Return every line in the records below that contains the string "gannet", copied unchanged and in its original order.

◆ ◆ ◆

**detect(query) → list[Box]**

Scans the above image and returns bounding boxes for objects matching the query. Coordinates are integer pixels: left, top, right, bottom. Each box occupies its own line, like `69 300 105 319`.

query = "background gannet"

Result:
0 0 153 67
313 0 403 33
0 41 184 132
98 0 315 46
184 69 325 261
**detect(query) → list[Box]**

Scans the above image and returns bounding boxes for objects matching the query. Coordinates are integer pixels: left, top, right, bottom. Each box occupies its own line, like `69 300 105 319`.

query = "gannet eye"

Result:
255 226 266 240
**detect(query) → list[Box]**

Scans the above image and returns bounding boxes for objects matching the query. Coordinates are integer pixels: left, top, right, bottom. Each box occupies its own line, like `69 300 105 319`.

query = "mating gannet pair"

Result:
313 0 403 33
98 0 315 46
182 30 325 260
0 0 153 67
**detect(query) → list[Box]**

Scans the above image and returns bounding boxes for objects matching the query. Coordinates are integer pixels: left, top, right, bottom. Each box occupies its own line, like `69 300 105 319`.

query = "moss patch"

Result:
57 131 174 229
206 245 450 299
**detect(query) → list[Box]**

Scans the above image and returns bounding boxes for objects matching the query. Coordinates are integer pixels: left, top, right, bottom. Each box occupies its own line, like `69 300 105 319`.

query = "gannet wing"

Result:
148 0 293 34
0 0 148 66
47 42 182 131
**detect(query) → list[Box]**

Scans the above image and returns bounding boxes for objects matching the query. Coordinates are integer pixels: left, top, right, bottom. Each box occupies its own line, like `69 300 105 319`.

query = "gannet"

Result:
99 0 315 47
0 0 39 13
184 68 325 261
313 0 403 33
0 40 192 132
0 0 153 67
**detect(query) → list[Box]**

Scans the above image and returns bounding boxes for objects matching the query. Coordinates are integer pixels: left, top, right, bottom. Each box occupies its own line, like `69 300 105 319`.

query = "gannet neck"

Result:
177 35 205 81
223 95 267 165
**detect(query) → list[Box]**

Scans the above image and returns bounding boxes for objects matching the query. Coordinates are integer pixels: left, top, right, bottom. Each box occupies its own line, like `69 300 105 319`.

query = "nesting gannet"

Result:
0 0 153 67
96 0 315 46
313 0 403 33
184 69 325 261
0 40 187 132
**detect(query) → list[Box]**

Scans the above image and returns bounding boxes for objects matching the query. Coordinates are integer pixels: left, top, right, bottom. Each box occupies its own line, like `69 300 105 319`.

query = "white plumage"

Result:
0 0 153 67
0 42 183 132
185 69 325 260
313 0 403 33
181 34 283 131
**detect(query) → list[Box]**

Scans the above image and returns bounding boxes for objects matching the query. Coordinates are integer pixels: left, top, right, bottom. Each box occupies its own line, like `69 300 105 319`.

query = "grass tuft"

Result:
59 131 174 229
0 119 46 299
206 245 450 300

◆ ◆ ◆

▸ **RESPONSE**
query = "background gannet"
query = "gannet eye"
query = "mating gannet pair"
query = "gannet wing"
query = "gannet"
query = "gannet neck"
query = "nesting gannet"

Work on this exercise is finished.